(Stored data entries)

-- -- --

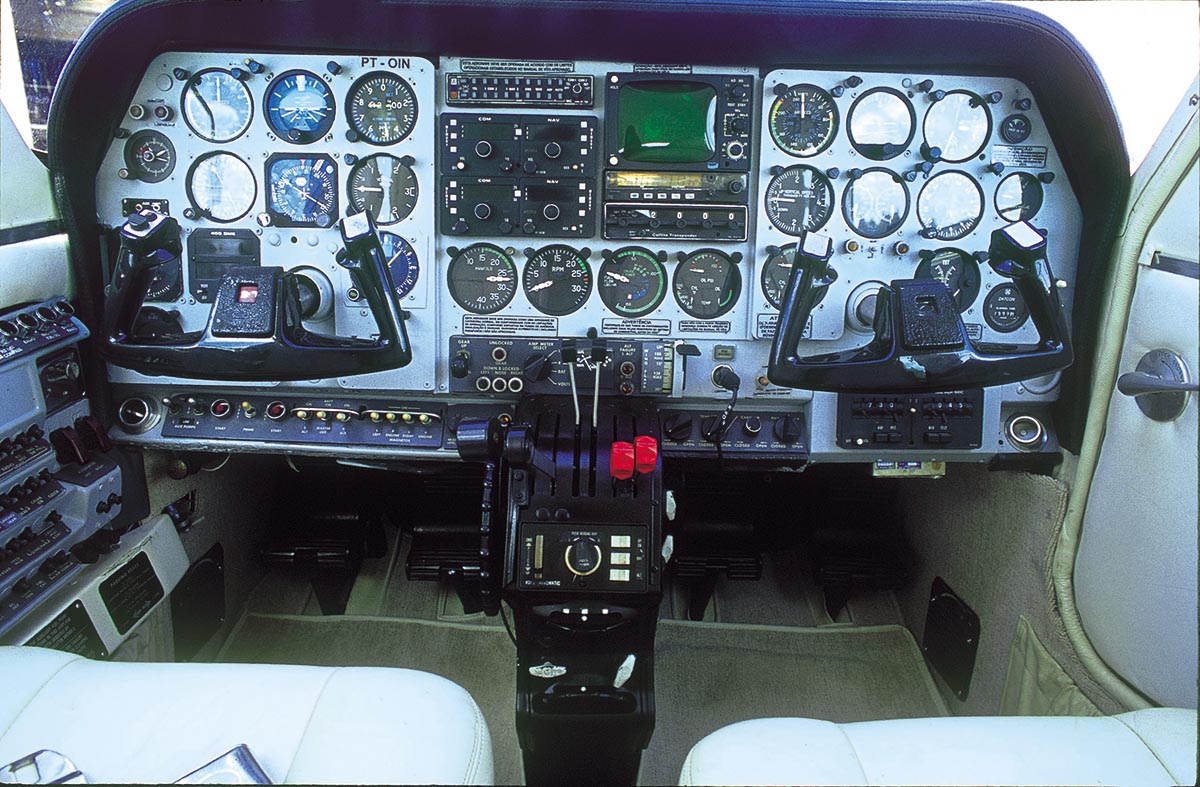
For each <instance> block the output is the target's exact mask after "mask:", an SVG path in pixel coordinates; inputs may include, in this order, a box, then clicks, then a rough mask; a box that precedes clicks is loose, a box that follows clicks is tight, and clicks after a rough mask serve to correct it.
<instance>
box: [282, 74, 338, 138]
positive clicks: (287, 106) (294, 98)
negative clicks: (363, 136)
mask: <svg viewBox="0 0 1200 787" xmlns="http://www.w3.org/2000/svg"><path fill="white" fill-rule="evenodd" d="M264 102H265V104H266V107H265V110H266V125H269V126H270V127H271V131H274V132H275V136H276V137H278V138H280V139H283V140H286V142H292V143H295V144H298V145H307V144H308V143H312V142H317V140H318V139H320V138H322V137H324V136H325V134H328V133H329V130H330V127H331V126H332V125H334V115H335V114H336V112H337V110H336V108H335V106H334V92H332V91H331V90H330V89H329V85H326V84H325V82H324V80H323V79H322V78H320V77H318V76H317V74H314V73H311V72H308V71H288V72H287V73H282V74H280V76H278V77H276V78H275V79H274V80H272V82H271V84H270V85H269V86H268V88H266V97H265V98H264Z"/></svg>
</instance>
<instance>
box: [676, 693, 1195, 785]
mask: <svg viewBox="0 0 1200 787" xmlns="http://www.w3.org/2000/svg"><path fill="white" fill-rule="evenodd" d="M1195 757H1196V713H1195V711H1194V710H1178V709H1153V710H1141V711H1136V713H1129V714H1122V715H1120V716H1109V717H1067V716H1036V717H1015V716H1000V717H952V719H901V720H895V721H868V722H859V723H847V725H836V723H833V722H828V721H816V720H812V719H758V720H754V721H744V722H740V723H736V725H730V726H728V727H725V728H722V729H718V731H716V732H714V733H713V734H710V735H708V737H707V738H704V739H703V740H701V741H700V743H698V744H696V745H695V746H694V747H692V750H691V752H690V753H689V755H688V759H686V761H685V762H684V767H683V773H682V775H680V783H683V785H1127V786H1133V785H1145V786H1147V787H1148V786H1151V785H1181V783H1183V785H1192V783H1195V773H1196V771H1195Z"/></svg>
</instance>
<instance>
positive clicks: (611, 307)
mask: <svg viewBox="0 0 1200 787" xmlns="http://www.w3.org/2000/svg"><path fill="white" fill-rule="evenodd" d="M599 280H600V283H599V288H600V300H602V301H604V305H605V306H607V307H608V310H610V311H611V312H613V313H614V314H619V316H620V317H630V318H632V317H642V316H644V314H649V313H650V312H653V311H654V310H655V308H658V307H659V304H661V302H662V299H664V298H665V296H666V294H667V270H666V268H664V266H662V263H660V262H659V258H658V257H655V256H654V254H653V253H652V252H649V251H647V250H644V248H641V247H640V246H626V247H625V248H620V250H617V251H616V252H613V253H612V254H611V256H610V257H608V258H607V259H606V260H605V262H604V264H602V265H600V275H599Z"/></svg>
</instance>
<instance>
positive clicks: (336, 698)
mask: <svg viewBox="0 0 1200 787" xmlns="http://www.w3.org/2000/svg"><path fill="white" fill-rule="evenodd" d="M0 674H2V675H4V677H5V681H6V690H5V691H2V692H0V764H4V763H8V762H12V761H16V759H18V758H20V757H24V756H25V755H29V753H32V752H35V751H38V750H41V749H50V750H54V751H58V752H60V753H61V755H64V756H66V757H67V758H68V759H71V761H72V762H74V764H76V767H77V768H79V770H80V771H83V774H84V775H85V776H86V777H88V780H89V781H91V782H157V783H169V782H173V781H175V780H178V779H180V777H181V776H184V775H186V774H188V773H191V771H192V770H196V769H197V768H199V767H200V765H204V764H205V763H208V762H210V761H212V759H215V758H216V757H218V756H221V755H222V753H224V752H227V751H229V750H230V749H233V747H235V746H238V745H239V744H246V745H247V746H248V747H250V750H251V752H252V753H253V755H254V758H256V759H257V761H258V762H259V764H260V765H262V767H263V770H264V771H266V775H268V776H269V777H270V779H271V781H272V782H277V783H278V782H305V783H460V785H461V783H491V782H492V745H491V738H490V735H488V731H487V725H486V723H485V722H484V717H482V715H481V714H480V711H479V708H478V705H476V704H475V702H474V701H473V699H472V698H470V696H469V695H468V693H467V692H466V691H464V690H463V689H461V687H460V686H457V685H456V684H454V683H450V681H449V680H445V679H444V678H439V677H437V675H431V674H428V673H424V672H416V671H413V669H388V668H377V667H341V668H330V667H293V666H272V665H192V663H178V665H176V663H110V662H101V661H89V660H86V659H80V657H78V656H73V655H67V654H62V653H58V651H54V650H44V649H41V648H0Z"/></svg>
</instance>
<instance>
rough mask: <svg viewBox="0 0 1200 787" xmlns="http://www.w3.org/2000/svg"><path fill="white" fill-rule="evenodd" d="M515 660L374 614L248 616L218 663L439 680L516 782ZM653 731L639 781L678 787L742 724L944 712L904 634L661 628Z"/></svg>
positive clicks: (714, 628) (934, 715)
mask: <svg viewBox="0 0 1200 787" xmlns="http://www.w3.org/2000/svg"><path fill="white" fill-rule="evenodd" d="M515 659H516V651H515V649H514V648H512V644H511V643H510V642H509V639H508V637H506V636H505V635H504V630H503V629H499V627H493V626H480V625H474V624H454V623H430V621H424V620H400V619H395V618H373V617H354V615H342V617H316V615H287V614H257V613H248V614H246V615H245V617H244V618H242V619H241V621H240V623H239V624H238V626H236V627H235V629H234V631H233V633H232V635H230V637H229V639H228V641H227V642H226V645H224V647H223V648H222V651H221V654H220V655H218V657H217V660H218V661H226V662H251V663H305V665H319V666H368V667H408V668H413V669H424V671H427V672H432V673H434V674H439V675H443V677H445V678H449V679H450V680H454V681H455V683H457V684H460V685H461V686H463V687H464V689H466V690H467V691H469V692H470V695H472V696H473V697H474V698H475V702H478V703H479V707H480V709H481V710H482V711H484V717H485V719H486V720H487V723H488V727H490V728H491V731H492V746H493V751H494V757H496V783H500V785H503V783H520V782H521V781H522V779H521V757H520V751H518V749H517V740H516V729H515V727H514V710H512V697H514V692H515V663H514V661H515ZM655 698H656V703H658V723H656V726H655V732H654V739H653V740H652V741H650V746H649V749H648V750H647V751H646V755H644V756H643V758H642V773H641V780H640V781H641V783H644V785H676V783H678V780H679V769H680V768H682V767H683V761H684V757H685V756H686V755H688V751H689V750H690V749H691V746H692V745H694V744H695V743H696V741H698V740H700V739H701V738H703V737H704V735H707V734H708V733H710V732H713V731H715V729H718V728H720V727H722V726H725V725H728V723H732V722H734V721H743V720H746V719H757V717H766V716H805V717H811V719H827V720H830V721H839V722H846V721H869V720H875V719H901V717H916V716H941V715H947V713H948V711H947V708H946V704H944V703H943V702H942V699H941V697H940V696H938V692H937V689H936V686H935V684H934V679H932V677H931V675H930V674H929V671H928V669H926V668H925V665H924V661H923V659H922V655H920V650H919V648H918V647H917V643H916V641H914V639H913V638H912V635H911V633H910V632H908V630H907V629H905V627H902V626H845V627H842V626H824V627H820V629H798V627H786V626H758V625H736V624H712V623H686V621H678V620H660V621H659V632H658V644H656V653H655Z"/></svg>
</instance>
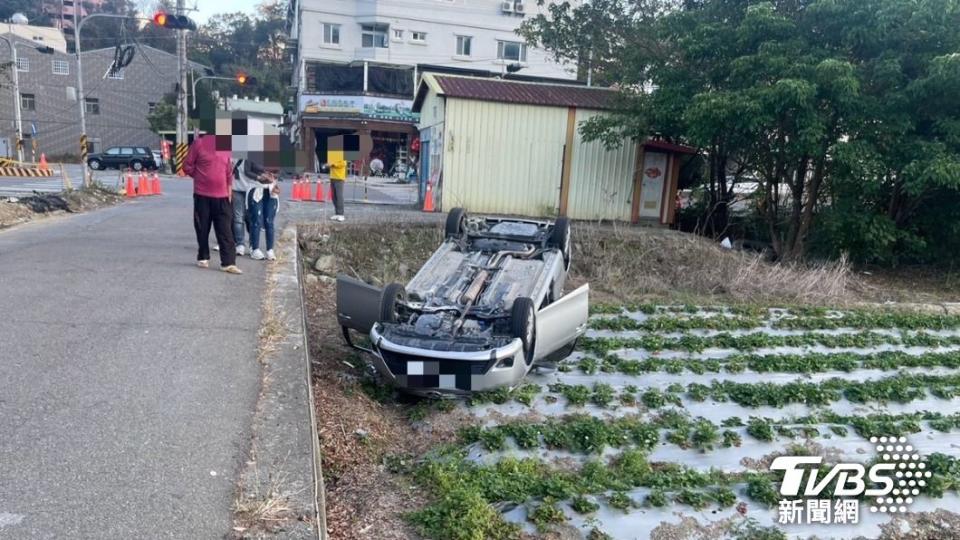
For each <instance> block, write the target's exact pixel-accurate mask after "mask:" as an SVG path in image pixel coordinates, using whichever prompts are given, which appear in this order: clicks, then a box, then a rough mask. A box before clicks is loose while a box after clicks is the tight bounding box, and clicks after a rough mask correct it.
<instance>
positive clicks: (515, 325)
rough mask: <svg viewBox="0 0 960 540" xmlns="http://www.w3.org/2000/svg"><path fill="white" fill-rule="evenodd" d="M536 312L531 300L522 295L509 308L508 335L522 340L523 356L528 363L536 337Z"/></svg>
mask: <svg viewBox="0 0 960 540" xmlns="http://www.w3.org/2000/svg"><path fill="white" fill-rule="evenodd" d="M536 317H537V314H536V310H535V309H534V306H533V300H531V299H529V298H527V297H525V296H523V297H520V298H517V299H515V300H514V301H513V308H511V309H510V335H512V336H513V337H515V338H520V341H522V342H523V356H524V360H525V361H526V363H527V364H528V365H529V364H530V363H531V362H533V350H534V346H535V345H536V339H537V318H536Z"/></svg>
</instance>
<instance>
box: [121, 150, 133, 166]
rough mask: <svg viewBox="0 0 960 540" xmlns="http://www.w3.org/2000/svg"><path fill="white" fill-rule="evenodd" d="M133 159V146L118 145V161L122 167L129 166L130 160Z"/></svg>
mask: <svg viewBox="0 0 960 540" xmlns="http://www.w3.org/2000/svg"><path fill="white" fill-rule="evenodd" d="M132 159H133V148H130V147H128V146H122V147H120V155H119V161H120V164H121V165H123V166H124V167H129V166H130V161H131V160H132Z"/></svg>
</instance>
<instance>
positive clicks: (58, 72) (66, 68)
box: [53, 60, 70, 75]
mask: <svg viewBox="0 0 960 540" xmlns="http://www.w3.org/2000/svg"><path fill="white" fill-rule="evenodd" d="M53 74H54V75H69V74H70V64H69V63H68V62H67V61H66V60H54V61H53Z"/></svg>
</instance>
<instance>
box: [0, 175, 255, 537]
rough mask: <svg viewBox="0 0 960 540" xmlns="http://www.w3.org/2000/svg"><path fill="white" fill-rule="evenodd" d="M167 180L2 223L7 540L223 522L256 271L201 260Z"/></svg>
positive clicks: (4, 527)
mask: <svg viewBox="0 0 960 540" xmlns="http://www.w3.org/2000/svg"><path fill="white" fill-rule="evenodd" d="M164 189H165V192H166V195H164V196H162V197H154V198H149V199H140V200H135V201H133V202H128V203H126V204H123V205H121V206H118V207H114V208H110V209H106V210H102V211H98V212H93V213H89V214H85V215H79V216H72V217H69V218H53V219H49V220H43V221H40V222H35V223H33V224H28V225H25V226H21V227H18V228H15V229H12V230H8V231H5V232H2V233H0V308H2V309H0V313H2V317H0V343H2V346H0V538H3V539H7V538H13V539H20V538H30V539H33V538H40V539H46V538H51V539H53V538H57V539H60V538H71V539H87V538H97V539H100V538H103V539H113V538H117V539H131V538H151V539H153V538H191V539H193V538H197V539H206V538H222V537H223V536H224V534H225V533H226V532H228V531H229V528H230V519H231V514H230V505H231V502H232V500H233V495H234V485H235V479H236V475H237V473H238V470H239V467H240V465H241V463H242V460H243V459H244V457H245V456H244V454H245V452H246V450H247V448H248V442H249V426H250V422H251V417H252V413H253V409H254V405H255V400H256V396H257V392H258V389H259V373H260V369H259V366H258V364H257V362H256V358H255V351H256V346H257V337H256V335H257V329H258V326H259V319H260V297H261V294H262V288H263V285H264V282H265V280H264V272H265V266H264V263H259V262H255V261H251V260H250V259H244V260H242V261H240V265H241V267H242V268H243V269H244V271H245V272H246V274H245V275H243V276H233V275H228V274H225V273H222V272H219V271H216V270H212V269H211V270H201V269H198V268H196V267H195V266H194V265H193V260H194V258H195V241H194V235H193V229H192V223H191V207H190V205H191V200H190V183H189V181H178V180H173V179H170V180H166V181H165V182H164ZM215 258H216V257H215ZM212 262H213V266H216V261H215V260H214V261H212Z"/></svg>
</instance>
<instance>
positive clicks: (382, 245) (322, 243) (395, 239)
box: [299, 221, 443, 285]
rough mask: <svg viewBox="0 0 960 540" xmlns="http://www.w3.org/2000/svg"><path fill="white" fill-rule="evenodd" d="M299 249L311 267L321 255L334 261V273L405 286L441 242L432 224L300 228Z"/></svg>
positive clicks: (311, 225)
mask: <svg viewBox="0 0 960 540" xmlns="http://www.w3.org/2000/svg"><path fill="white" fill-rule="evenodd" d="M299 237H300V239H301V240H300V249H301V251H302V253H303V255H304V259H306V260H307V261H309V262H310V263H311V264H312V263H313V261H315V260H316V258H317V257H318V256H319V255H321V254H330V255H333V256H335V257H336V261H337V271H338V272H341V273H344V274H347V275H351V276H353V277H356V278H358V279H364V280H368V281H371V282H373V283H375V284H380V285H382V284H385V283H391V282H401V283H406V282H407V281H408V280H409V279H410V278H412V277H413V274H414V273H416V271H417V270H419V269H420V266H421V265H422V264H423V262H424V261H426V260H427V258H428V257H430V254H431V253H433V251H434V250H435V249H436V247H437V246H438V245H439V244H440V242H441V241H442V240H443V234H442V230H441V228H440V227H437V226H436V225H433V224H422V223H421V224H398V223H397V222H395V221H384V222H382V223H378V224H373V225H360V226H358V225H351V226H348V227H336V228H334V227H331V226H327V225H326V224H310V225H301V227H300V234H299Z"/></svg>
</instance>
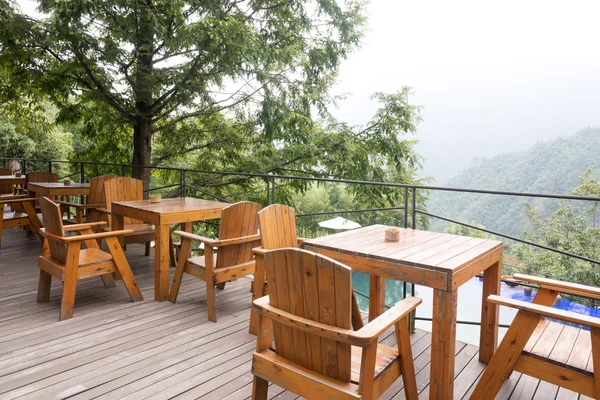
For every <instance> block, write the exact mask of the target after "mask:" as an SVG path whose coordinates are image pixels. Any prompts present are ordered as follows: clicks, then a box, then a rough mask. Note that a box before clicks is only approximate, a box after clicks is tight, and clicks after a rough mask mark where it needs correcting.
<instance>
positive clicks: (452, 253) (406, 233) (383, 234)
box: [303, 225, 503, 272]
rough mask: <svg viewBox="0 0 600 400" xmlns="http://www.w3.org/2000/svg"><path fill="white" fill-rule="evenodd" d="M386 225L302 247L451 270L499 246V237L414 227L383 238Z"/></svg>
mask: <svg viewBox="0 0 600 400" xmlns="http://www.w3.org/2000/svg"><path fill="white" fill-rule="evenodd" d="M386 228H389V227H388V226H385V225H373V226H367V227H364V228H360V229H354V230H351V231H346V232H342V233H337V234H334V235H329V236H324V237H320V238H316V239H308V240H306V241H304V243H303V246H304V247H313V248H317V249H324V250H329V251H335V252H338V253H342V254H347V255H353V256H357V257H364V258H369V259H374V260H381V261H385V262H389V263H397V264H402V265H408V266H414V267H417V268H423V269H430V270H435V271H443V272H454V271H455V270H459V269H461V268H462V267H464V266H465V265H467V264H469V263H471V262H473V260H474V259H477V258H479V257H481V256H482V255H484V254H487V253H490V252H493V251H496V250H500V251H502V247H503V243H502V242H501V241H498V240H490V239H479V238H472V237H466V236H459V235H451V234H448V233H438V232H428V231H421V230H417V229H406V228H398V229H400V241H399V242H386V241H385V230H386Z"/></svg>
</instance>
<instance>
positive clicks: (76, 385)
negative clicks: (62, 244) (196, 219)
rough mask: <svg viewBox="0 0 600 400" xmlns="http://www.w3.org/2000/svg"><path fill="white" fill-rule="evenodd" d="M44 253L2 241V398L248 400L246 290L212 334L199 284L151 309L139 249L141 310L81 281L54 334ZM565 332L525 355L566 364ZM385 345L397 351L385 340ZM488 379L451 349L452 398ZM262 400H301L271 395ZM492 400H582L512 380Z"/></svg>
mask: <svg viewBox="0 0 600 400" xmlns="http://www.w3.org/2000/svg"><path fill="white" fill-rule="evenodd" d="M39 252H40V243H39V241H37V240H28V239H26V237H25V234H24V232H23V231H22V230H21V229H19V228H13V229H9V230H6V231H5V235H4V237H3V241H2V247H1V249H0V277H1V279H0V325H1V326H2V329H1V330H0V398H2V399H13V398H20V399H40V398H44V399H48V398H73V399H92V398H111V399H114V398H128V399H129V398H131V399H142V398H144V399H145V398H153V399H158V398H161V399H168V398H186V399H187V398H206V399H247V398H250V396H251V388H252V374H251V372H250V363H251V357H252V353H253V351H254V348H255V341H256V337H255V336H253V335H250V334H249V333H248V324H249V315H250V313H249V307H250V301H251V293H250V282H251V279H249V278H241V279H239V280H237V281H235V282H232V283H228V284H227V286H226V288H225V290H224V291H218V293H217V296H218V300H217V307H218V310H217V315H218V321H219V322H218V323H216V324H214V323H212V322H209V321H208V320H207V311H206V305H205V303H204V300H205V299H206V297H205V286H204V283H202V282H200V281H198V280H197V279H194V278H193V277H189V276H187V277H186V278H184V280H183V283H182V286H181V289H180V296H179V299H178V302H177V304H172V303H170V302H168V301H167V302H161V303H159V302H156V301H154V299H153V293H154V277H153V257H152V256H151V257H145V256H144V246H143V245H129V246H128V250H127V252H126V255H127V258H128V260H129V262H130V265H131V268H132V270H133V272H134V274H135V276H136V280H137V282H138V284H139V286H140V288H141V291H142V293H143V295H144V298H145V300H144V301H142V302H137V303H132V302H130V301H129V297H128V295H127V291H126V290H125V288H124V286H123V284H122V282H118V283H117V287H116V288H110V289H105V288H104V286H103V285H102V281H101V280H100V279H99V278H91V279H87V280H84V281H82V282H81V283H80V284H79V285H78V287H77V298H76V305H75V317H74V318H72V319H70V320H66V321H62V322H59V321H58V314H59V309H60V291H59V289H60V284H59V283H58V281H56V280H55V281H54V282H53V286H52V292H51V298H50V302H49V303H45V304H38V303H36V292H37V284H38V275H39V270H38V267H37V257H38V255H39ZM170 270H171V274H172V273H173V271H174V269H173V268H171V269H170ZM567 328H569V329H567ZM567 328H565V326H564V325H560V324H557V323H553V322H552V323H549V324H547V326H546V329H545V330H544V331H543V332H541V331H540V332H539V333H540V334H541V335H537V337H536V343H530V346H532V347H533V351H534V353H546V354H550V353H551V356H552V357H553V358H554V357H558V358H564V357H565V356H566V357H567V358H568V357H569V354H567V353H566V352H569V353H570V351H571V349H572V348H573V344H574V342H575V339H576V338H577V337H578V335H577V334H576V333H577V330H576V329H575V328H572V327H567ZM574 331H575V335H574ZM584 334H585V332H582V335H579V336H582V337H583V336H584ZM382 340H383V342H385V343H387V344H395V338H394V335H393V333H392V332H391V331H390V332H389V334H386V335H384V338H383V339H382ZM569 340H570V342H569ZM411 342H412V348H413V356H414V359H415V370H416V373H417V385H418V390H419V398H428V396H429V362H430V355H431V334H430V333H428V332H425V331H421V330H417V332H416V333H415V334H414V335H412V336H411ZM534 344H535V346H534ZM582 362H587V360H585V361H582ZM483 368H484V364H481V363H480V362H479V361H478V359H477V347H476V346H472V345H467V344H465V343H461V342H457V343H456V370H455V387H454V394H455V398H457V399H460V398H468V397H469V395H470V392H471V391H472V390H473V388H474V384H475V383H476V382H477V380H478V378H479V376H480V374H481V372H482V370H483ZM401 389H402V380H398V381H397V382H396V383H395V384H394V385H392V386H391V387H390V388H389V389H388V390H387V392H386V393H385V395H384V396H383V398H388V399H402V398H404V392H403V391H401ZM269 396H270V397H272V398H282V399H291V398H297V396H295V395H294V394H292V393H289V392H285V391H283V390H282V389H279V388H277V387H275V386H271V387H270V389H269ZM498 398H500V399H549V398H557V399H577V398H581V399H583V398H584V397H583V396H582V397H579V396H578V395H576V394H574V393H572V392H569V391H567V390H564V389H560V390H559V389H558V388H557V387H556V386H553V385H550V384H547V383H544V382H541V383H540V382H539V381H538V380H537V379H533V378H530V377H527V376H522V375H521V374H520V373H516V372H515V373H513V374H512V376H511V377H510V379H509V380H508V381H507V383H506V384H505V385H504V386H503V388H502V390H501V392H500V393H499V396H498Z"/></svg>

-- -- --

— DIRECTIONS —
Pull out all lines of the data with the string "follows".

— EXERCISE OUTPUT —
For each <instance> block the output is the target's exact mask after "mask:", an SVG path in pixel coordinates; inputs may include, in this order, a box, then clicks, then a rough mask; a box that precedes clicks is loose, a box that follows clicks is tight, and clicks after a rough mask serve to correct it.
For every <instance> block, write the exact mask of the target after "mask:" as an SVG path whose coordinates are image pixels. Any prompts present are ordered as follows: clicks, then a box, then a rough mask. Note that a box before clicks is only approximate, a box after clicks is tight, and clicks after a rough mask mark where it needs correcting.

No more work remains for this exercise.